## [What is being asked]
Copy out each of the entries below word for word, keeping every line as it appears.

# # # # #

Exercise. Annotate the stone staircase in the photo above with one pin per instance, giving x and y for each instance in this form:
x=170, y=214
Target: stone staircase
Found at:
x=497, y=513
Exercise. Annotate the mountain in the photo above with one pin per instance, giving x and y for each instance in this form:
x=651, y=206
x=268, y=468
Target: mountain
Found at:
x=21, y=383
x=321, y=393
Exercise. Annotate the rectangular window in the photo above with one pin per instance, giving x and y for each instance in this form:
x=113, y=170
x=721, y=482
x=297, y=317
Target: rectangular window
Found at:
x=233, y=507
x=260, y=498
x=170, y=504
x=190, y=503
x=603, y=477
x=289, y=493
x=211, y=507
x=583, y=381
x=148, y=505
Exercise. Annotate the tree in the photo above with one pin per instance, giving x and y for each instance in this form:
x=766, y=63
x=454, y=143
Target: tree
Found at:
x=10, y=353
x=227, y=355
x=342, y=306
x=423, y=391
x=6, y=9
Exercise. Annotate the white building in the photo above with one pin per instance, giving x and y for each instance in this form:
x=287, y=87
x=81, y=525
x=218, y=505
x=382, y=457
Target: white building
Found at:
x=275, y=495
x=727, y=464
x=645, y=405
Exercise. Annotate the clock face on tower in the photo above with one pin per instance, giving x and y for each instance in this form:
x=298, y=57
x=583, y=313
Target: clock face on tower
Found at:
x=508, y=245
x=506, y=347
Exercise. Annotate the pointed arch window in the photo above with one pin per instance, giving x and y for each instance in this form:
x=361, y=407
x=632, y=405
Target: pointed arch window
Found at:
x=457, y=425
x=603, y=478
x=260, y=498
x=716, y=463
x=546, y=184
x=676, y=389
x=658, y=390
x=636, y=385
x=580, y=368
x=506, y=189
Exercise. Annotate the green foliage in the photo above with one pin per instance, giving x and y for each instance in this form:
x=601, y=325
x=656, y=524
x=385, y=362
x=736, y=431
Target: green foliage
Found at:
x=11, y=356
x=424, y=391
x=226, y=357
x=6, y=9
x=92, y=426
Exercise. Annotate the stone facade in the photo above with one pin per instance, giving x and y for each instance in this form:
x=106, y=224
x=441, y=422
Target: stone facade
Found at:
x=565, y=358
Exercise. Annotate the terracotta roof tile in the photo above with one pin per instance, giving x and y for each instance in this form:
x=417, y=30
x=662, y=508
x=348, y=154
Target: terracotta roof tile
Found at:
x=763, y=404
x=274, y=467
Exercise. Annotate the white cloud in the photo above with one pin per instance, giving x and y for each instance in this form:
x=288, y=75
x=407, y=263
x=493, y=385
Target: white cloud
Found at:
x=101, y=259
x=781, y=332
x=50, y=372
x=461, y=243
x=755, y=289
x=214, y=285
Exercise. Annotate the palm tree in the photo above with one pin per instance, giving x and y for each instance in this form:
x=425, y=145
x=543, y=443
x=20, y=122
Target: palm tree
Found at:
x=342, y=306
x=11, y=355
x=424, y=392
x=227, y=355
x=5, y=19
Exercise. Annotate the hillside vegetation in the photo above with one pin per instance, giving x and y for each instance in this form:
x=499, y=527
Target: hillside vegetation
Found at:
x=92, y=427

# # # # #

## [Response for this exercise]
Exercise. Annotate the stone staircase in the photo above with one pin per instance, giving x and y for each instance in this form:
x=170, y=214
Target: stone staircase
Found at:
x=497, y=513
Exercise. Annotate the mountain in the photo above with one pin per instance, giving x and y for each instance in this form:
x=651, y=206
x=268, y=468
Target: mountain
Found at:
x=21, y=383
x=321, y=393
Exercise. Annotate the rectangular window in the photo above with one pin per instance, giving x and y for each instance in this form:
x=113, y=170
x=721, y=482
x=297, y=317
Target: rectangular window
Found at:
x=233, y=507
x=260, y=498
x=170, y=504
x=190, y=503
x=603, y=477
x=289, y=493
x=211, y=507
x=583, y=381
x=148, y=505
Exercise. Annotate the tree in the photo above with one pin per instance, giving x and y for each instance in this form:
x=766, y=63
x=454, y=143
Target: tree
Found at:
x=10, y=353
x=227, y=355
x=342, y=306
x=423, y=391
x=6, y=9
Exercise. Annotate the white building in the photo above with one pin per instance, giving x and y for each instance in this form:
x=287, y=87
x=81, y=525
x=218, y=505
x=382, y=457
Target: white building
Found at:
x=275, y=495
x=727, y=464
x=645, y=405
Exercise. Annotate the clock face on tower in the photo above with one pin per instance, giving x and y for each instance in this form:
x=298, y=57
x=583, y=313
Target: clock face on tower
Found at:
x=508, y=245
x=506, y=347
Exercise. Annotate the pointed arch window in the photo above with one pin per instance, giving x and y for each instance in this form:
x=361, y=407
x=632, y=405
Target: pointed arch window
Found at:
x=457, y=425
x=603, y=478
x=260, y=498
x=716, y=463
x=546, y=184
x=676, y=389
x=658, y=390
x=636, y=385
x=580, y=368
x=506, y=189
Exercise. Annotate the green foliage in the photo above with one pin per instance, giving x and y for each instance in this form:
x=601, y=325
x=656, y=524
x=385, y=362
x=736, y=431
Target: green foliage
Found at:
x=11, y=356
x=424, y=391
x=226, y=357
x=6, y=9
x=92, y=426
Exercise. Annotate the stone facade in the photo above with one pin per instance, giving x and y for each instance in this form:
x=106, y=224
x=441, y=422
Target: stone facade
Found at:
x=565, y=358
Exercise. Annotate the terracotta roof tile in the photo above with one pin per instance, giving x and y for each instance in this form:
x=417, y=30
x=662, y=508
x=348, y=154
Target: terracotta roof tile
Found at:
x=763, y=404
x=274, y=467
Exercise. Annotate the white cloud in the photo above with one pin per instance, giving x and y for each instance in this form:
x=288, y=75
x=407, y=263
x=493, y=385
Target: white cloud
Found at:
x=101, y=259
x=781, y=332
x=50, y=372
x=461, y=243
x=755, y=289
x=214, y=285
Exercise. Annotate the palm tree in the photo above with one pin per instance, giving x and y for each instance in this form:
x=425, y=145
x=543, y=443
x=20, y=122
Target: palm tree
Found at:
x=342, y=306
x=11, y=355
x=424, y=392
x=227, y=355
x=5, y=19
Exercise. Annotate the hillside vegetation in the photo above with one pin per instance, giving x and y for each instance in this form:
x=499, y=527
Target: hillside vegetation
Found at:
x=92, y=427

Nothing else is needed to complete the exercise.